The oil market’s volatile 2022 is set to bleed into next year, depending on how three global geopolitical and economic factors play out.
Oil prices have been on a rollercoaster ride this year. Prices for Brent crude were already rising at the start of 2022 as the global economy rebounded from a pandemic-induced slowdown, but hit $130 a barrel in March as countries debated banning oil imports from Russia in the wake of the Ukraine invasion.
High oil prices contributed to rising inflation and gasoline prices in the U.S. earlier this year, but most of its gains have since been erased due to low demand in China and after President Biden released 180 million barrels from the U.S. strategic petroleum reserve in March.
But with uncertainty continuing to cloud the global economy, oil markets could be in for a wild 2023 as well.
Oil prices could end up anywhere from $70 to $121 a barrel next year according to Daniel Yergin, vice chairman of S&P Global and a top economic and energy historian. The direction oil will take largely comes down to how the global economy fares in 2023, how the war in Ukraine develops, and how China’s emergence from its zero-COVID paradigm shapes up, Yergin said in an interview with CNBC on Tuesday.

TASKS TO PERFORM:
1) Using the oil price article, say whether each statement agrees with it. Answer yes or no, and quote the words that decide it.
(a) Brent crude reached $130 a barrel in March.
(b) Daniel Yergin said oil could climb as high as $150 a barrel next year.
(c) President Biden's release from the reserve took place in June.
2) Rewrite the oil price article from "High oil prices" up to and including "reserve in March.", putting "emergency oil reserve" in place of "strategic petroleum reserve".
3) Answer these questions from the oil price article.
(a) What position does Daniel Yergin hold at S&P Global?
(b) How many barrels did President Biden release?
(c) Which news outlet interviewed Yergin?
Answer using only the oil price article.

RECORDS SHOWN:

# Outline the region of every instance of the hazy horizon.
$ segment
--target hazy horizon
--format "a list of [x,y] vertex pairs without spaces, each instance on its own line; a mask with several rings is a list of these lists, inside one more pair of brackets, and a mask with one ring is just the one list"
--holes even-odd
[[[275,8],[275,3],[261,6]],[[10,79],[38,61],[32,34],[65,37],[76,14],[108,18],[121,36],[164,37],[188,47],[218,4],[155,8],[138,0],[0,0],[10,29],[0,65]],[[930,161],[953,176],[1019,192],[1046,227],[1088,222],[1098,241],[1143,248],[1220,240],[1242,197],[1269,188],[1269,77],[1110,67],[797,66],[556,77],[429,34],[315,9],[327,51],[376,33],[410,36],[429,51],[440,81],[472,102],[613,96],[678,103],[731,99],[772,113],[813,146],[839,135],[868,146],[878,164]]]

SOLUTIONS:
1)
(a) Yes: "hit $130 a barrel in March"
(b) No: "Oil prices could end up anywhere from $70 to $121 a barrel next year"
(c) No: "released 180 million barrels from the U.S. strategic petroleum reserve in March"

2)
High oil prices contributed to rising inflation and gasoline prices in the U.S. earlier this year, but most of its gains have since been erased due to low demand in China and after President Biden released 180 million barrels from the U.S. emergency oil reserve in March.

3)
(a) Vice chairman
(b) 180 million barrels
(c) CNBC